**** Dataset extract ****
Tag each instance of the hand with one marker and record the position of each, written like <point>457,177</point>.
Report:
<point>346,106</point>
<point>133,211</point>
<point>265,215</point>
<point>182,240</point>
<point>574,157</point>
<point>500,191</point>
****
What you return must match the data line for line.

## Solution for this task:
Tag each instance of the hand with one marker and record the position of each, written like <point>457,177</point>.
Report:
<point>346,106</point>
<point>133,211</point>
<point>265,215</point>
<point>182,240</point>
<point>574,157</point>
<point>500,191</point>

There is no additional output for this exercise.